• AIM OF THE EXERCISE:
Please rewrite the records below, substituting "Examine" for every "Study" and leaving everything else unchanged.

Location identification entries
------------------------
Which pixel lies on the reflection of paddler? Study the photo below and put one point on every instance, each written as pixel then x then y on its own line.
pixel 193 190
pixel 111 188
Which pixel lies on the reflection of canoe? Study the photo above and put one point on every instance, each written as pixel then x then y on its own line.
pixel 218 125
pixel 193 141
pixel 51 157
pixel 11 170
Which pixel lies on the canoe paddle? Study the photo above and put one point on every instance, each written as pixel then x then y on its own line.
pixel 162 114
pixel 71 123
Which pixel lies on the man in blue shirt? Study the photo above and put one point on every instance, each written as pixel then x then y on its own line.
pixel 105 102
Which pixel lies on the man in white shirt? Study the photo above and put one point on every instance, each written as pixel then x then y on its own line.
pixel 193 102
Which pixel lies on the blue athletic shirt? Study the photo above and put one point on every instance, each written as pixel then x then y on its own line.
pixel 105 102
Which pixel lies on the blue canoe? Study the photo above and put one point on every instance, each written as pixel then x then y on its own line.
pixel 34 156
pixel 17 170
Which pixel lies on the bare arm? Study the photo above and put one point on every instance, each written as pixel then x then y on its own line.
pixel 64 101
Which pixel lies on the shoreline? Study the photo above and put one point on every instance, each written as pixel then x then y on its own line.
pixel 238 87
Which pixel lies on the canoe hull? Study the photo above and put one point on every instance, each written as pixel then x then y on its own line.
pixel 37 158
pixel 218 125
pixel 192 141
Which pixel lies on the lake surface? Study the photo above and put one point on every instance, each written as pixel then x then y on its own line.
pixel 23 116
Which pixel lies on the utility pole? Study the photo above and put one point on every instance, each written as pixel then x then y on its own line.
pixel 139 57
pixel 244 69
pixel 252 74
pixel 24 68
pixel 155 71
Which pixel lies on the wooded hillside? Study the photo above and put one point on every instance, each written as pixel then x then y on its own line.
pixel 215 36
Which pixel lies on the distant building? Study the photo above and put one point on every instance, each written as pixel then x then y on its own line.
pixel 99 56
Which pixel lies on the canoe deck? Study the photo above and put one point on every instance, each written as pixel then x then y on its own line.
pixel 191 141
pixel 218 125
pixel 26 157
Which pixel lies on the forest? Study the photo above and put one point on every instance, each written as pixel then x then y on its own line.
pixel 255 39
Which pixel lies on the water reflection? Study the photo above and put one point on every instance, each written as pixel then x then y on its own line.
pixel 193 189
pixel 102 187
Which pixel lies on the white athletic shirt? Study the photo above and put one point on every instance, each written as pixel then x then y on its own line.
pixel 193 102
------------------------
• WRITTEN SOLUTION:
Which pixel lies on the reflection of paddler? Examine the photo below and put one point on every instance, each written as pixel then x then y on its own line.
pixel 193 190
pixel 111 188
Which pixel lies on the reflection of canoe? Examine the photo above and put one point on every instance, each written as pixel then x then y on its own line.
pixel 218 125
pixel 193 141
pixel 51 157
pixel 11 170
Which pixel lies on the canoe paddle? Examine the photo above and put one point on every instance, each written as pixel then x then y on its own line.
pixel 162 114
pixel 71 123
Which pixel lies on the man in blue shirt? Examine the photo above and put one point on every instance, each written as pixel then x then y on its own line.
pixel 105 102
Which pixel lies on the man in white shirt? Examine the photo above and put one point on every instance, each written as pixel then x then y on its own line.
pixel 193 102
Which pixel lies on the blue athletic shirt? Examine the photo above and put one point on every instance, each written as pixel then x then y on its own line.
pixel 105 102
Which pixel lies on the blue canoe? Examine the photo above and put one point on every instance, each written as pixel then x then y on its own line.
pixel 34 156
pixel 17 170
Which pixel lies on the bare arm? Examine the photo above and put one point on every instance, each written as pixel then x then y on its own line.
pixel 64 101
Which pixel lies on the shoreline? Examine the photo above and put one point on every instance, each written as pixel then x then y on its own line.
pixel 238 87
Which pixel lies on the canoe hull? Examine the photo above and put one point on every instance, each written as pixel then x then y on its own line.
pixel 37 158
pixel 218 125
pixel 192 141
Which pixel lies on the lake surface? Examine the photo above and put one point on every instance, each written as pixel then x then y on its own line.
pixel 23 116
Which pixel lies on the utility pole? Examine the photo above and put one point on every instance, each written as pixel then x then y on its own line.
pixel 139 57
pixel 244 69
pixel 252 74
pixel 24 68
pixel 155 71
Which pixel lies on the wooded hillside? Examine the photo above and put one point on every instance, each written as pixel then x then y on its own line.
pixel 215 36
Which pixel lies on the distant building? Examine the photo above and put one point on every instance, each written as pixel then x then y on its own line.
pixel 99 56
Which pixel lies on the canoe deck? Examine the photo above and put one point on every instance, each written as pixel then x then y on its own line.
pixel 191 141
pixel 218 125
pixel 26 157
Which pixel lies on the forest? Examine the photo above and put one point on every instance, each written as pixel then x then y on its own line.
pixel 255 39
Which pixel lies on the water reflection? Examine the photo above and put one point on every instance, each written as pixel then x then y on its own line.
pixel 193 189
pixel 102 187
Which pixel lies on the white athletic shirt? Examine the photo above and put one point on every instance, each written as pixel then x then y on its own line.
pixel 193 102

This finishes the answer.